Look through the records below for the line with "Where can the reddish" and the line with "Where can the white", then return those lines and all lines between, exactly.

EXCERPTED DATA =>
=== Begin Enclosure ===

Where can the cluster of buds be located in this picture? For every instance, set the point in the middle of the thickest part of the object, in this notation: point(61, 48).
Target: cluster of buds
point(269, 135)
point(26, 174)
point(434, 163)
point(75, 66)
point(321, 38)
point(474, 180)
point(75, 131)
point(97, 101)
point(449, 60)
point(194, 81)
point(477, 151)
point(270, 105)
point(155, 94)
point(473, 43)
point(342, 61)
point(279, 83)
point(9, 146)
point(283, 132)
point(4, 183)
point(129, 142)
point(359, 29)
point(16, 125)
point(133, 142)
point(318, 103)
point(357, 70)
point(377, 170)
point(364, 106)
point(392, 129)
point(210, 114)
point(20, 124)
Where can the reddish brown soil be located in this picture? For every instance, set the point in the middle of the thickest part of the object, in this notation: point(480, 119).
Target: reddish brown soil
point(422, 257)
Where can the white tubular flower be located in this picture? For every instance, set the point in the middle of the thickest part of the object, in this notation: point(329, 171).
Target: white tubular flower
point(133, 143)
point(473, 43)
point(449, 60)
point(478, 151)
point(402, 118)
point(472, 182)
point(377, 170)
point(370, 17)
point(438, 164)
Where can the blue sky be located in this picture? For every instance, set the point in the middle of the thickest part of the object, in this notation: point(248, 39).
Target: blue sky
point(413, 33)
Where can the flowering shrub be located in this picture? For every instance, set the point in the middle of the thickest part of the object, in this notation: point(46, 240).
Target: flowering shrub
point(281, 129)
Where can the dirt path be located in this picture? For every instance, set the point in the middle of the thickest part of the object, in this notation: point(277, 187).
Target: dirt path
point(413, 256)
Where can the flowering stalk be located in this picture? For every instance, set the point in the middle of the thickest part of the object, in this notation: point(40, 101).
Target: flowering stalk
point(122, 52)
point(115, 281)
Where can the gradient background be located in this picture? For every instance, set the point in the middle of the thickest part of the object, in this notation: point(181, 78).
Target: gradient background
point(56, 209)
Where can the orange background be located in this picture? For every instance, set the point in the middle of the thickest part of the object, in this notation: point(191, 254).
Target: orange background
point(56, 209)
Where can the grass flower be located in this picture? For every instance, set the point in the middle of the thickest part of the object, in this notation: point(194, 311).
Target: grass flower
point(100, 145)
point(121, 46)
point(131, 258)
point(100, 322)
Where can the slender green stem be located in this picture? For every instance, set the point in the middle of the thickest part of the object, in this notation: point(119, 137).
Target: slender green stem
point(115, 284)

=== End Enclosure ===
=== Begin Enclosure ===

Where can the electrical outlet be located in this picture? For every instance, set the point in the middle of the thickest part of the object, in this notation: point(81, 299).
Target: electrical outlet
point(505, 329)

=== End Enclosure ===

SOLUTION BELOW =>
Where can the reddish brown soil be located in this picture? For every instance, set the point in the middle of the thickest part of the object, in this notation: point(480, 119).
Target: reddish brown soil
point(422, 257)
Where can the white tubular flower be located in this picture? For every instance, set the point in the middle of the thickest part of the object, in this notation: point(329, 171).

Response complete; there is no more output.